> [TEXTAUSZUG]:
● ● ●

Das ist für den eurozentrischen Blick insofern überraschend, als von »Kino« im klassischen Sinn im afrikanischen Kontext kaum mehr gesprochen wird. Denn bis auf vereinzelte Multiplexe in urbanen Ballungsräumen wie Nairobi, Lagos, Kapstadt oder Johannesburg existiert das traditionelle Kino in vielen afrikanischen kaum mehr, sind viele der alten Lichtspielhäuser inzwischen in Kirchen oder Kongresszentren überführt worden. Und nur in den großen Slums und auf dem Land (wie etwa auch in Wainainas Supa Modo thematisiert) existieren weiterhin informelle Mini-Kinos und Projekte wie der NRB-Bus in Nairobi, der sich nicht nur als mobiles Produktionsstudio versteht, sondern auch Filmabende und Partys organisiert.
Statt sich um eine Auferstehung der Toten zu bemühen, konzentrieren sich kleine und größere Projekte auf das Leben nach dem Kino und das Überleben des Films. Denn fallende mobile Datentarife, eine ständig wachsende Klientel junger Menschen und eine sich zunehmend etablierende Mittelklasse sind durchaus bereit sich auf das Abenteuer Film einzulassen. Und im Rahmen einer sich auch kulturell von übertragenen kolonialen Mustern emanzipierenden Gesellschaft wird zunehmend lokaler Content in regionalen Sprachen interessant. Nollywoods Produktion etwa profitiert seit Jahren von dieser Entwicklung und hat ihr Portfolio bis in die abstrusesten Nischen ausgeweitet.

● ● ●

Gespeicherte Dateneinträge
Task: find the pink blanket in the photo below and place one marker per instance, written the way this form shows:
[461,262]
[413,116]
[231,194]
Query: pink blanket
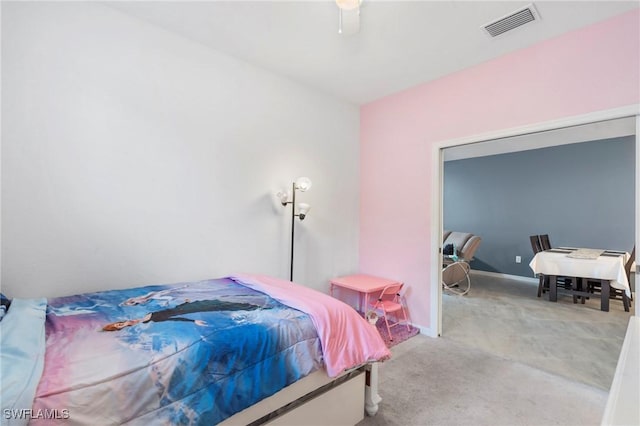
[348,340]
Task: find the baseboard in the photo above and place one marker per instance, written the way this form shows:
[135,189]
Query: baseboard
[507,276]
[427,331]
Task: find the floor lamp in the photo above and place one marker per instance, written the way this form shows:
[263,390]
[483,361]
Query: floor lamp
[301,184]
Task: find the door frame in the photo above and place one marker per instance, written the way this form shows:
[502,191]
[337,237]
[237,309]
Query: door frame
[437,181]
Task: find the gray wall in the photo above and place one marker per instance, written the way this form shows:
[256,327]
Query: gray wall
[581,194]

● ● ●

> [WAS ZU TUN IST]:
• a. Passen diese Aussagen zum Text über Kino in Afrika? Antworte bei jeder mit Ja oder Nein und zitiere die Worte aus dem Text, auf die es ankommt. (i) Viele alte Lichtspielhäuser sind heute Kirchen oder Kongresszentren. (ii) Der NRB-Bus ist in Lagos unterwegs. (iii) Mobile Datentarife werden teurer.
• b. Nenne alle Städte, die der Text über Kino in Afrika als urbane Ballungsräume mit vereinzelten Multiplexen aufführt.
• c. Schreib den Text über Kino in Afrika im Anschluss an seinen letzten Satz weiter.

> [LÖSUNGEN]:
• a.
(i) Ja: „sind viele der alten Lichtspielhäuser inzwischen in Kirchen oder Kongresszentren überführt worden“
(ii) Nein: „Projekte wie der NRB-Bus in Nairobi“
(iii) Nein: „fallende mobile Datentarife“

• b. Nairobi, Lagos, Kapstadt, Johannesburg

• c.
Doch statt wie bisher die Filme als DVD auf der Straße zu verkaufen wird lokal produzierter Content zunehmend über regionale Streaming-Portale vertrieben, die nicht selten zu großen westlichen Konzernen wie etwa der TRACE-Gruppe gehören. Aber auch kleinere Projekte haben Chancen. Afrinolly etwa vertreibt auf seinen Apps Nollywood-Filme, AfriDocs präsentiert auf seinem Internetkanal auch politisch provozierendes Doku-Material, das vom Publikum auch angenommen wird. Und um jüngere Generationen »filmisch« zu mobiliseren, organisiert die in Nairobi beheimatete Stiftung Docubox Screenings an Schulen im ganzen Land.
Das sich mehr und mehr als regionaler Vernetzungs-Hub für das lokale Produktionsumfeld in Ostafrika etablierende Zanzibar International Film Festival (FIFF) geht sogar noch einen Schritt weiter. Um regionale Web-Serien und Filme noch erfolgreicher zu machen und dafür nicht den Umweg über teure, westliche Produktionsstätten gehen zu müssen, wurde ein italienisches Special Effects Studio animiert, einen Ableger in Nairobi zu eröffnen. Neben diesem »Upsizing« von lokalem Content wird gleichzeitig der Kunde im Auge behalten, der sich nur im seltensten Fall einen großen Fernseher leisten kann, sondern auf den Bildschirm seinen Smartphones angewiesen ist. In regelrechten »Downsizing«-Kursen regionaler NGOs und informeller Filmklassen wird deshalb auch gelehrt, welche filmischen Stilmittel für kleine Bildschirme besonders wichtig sind und wie sie angewandt werden.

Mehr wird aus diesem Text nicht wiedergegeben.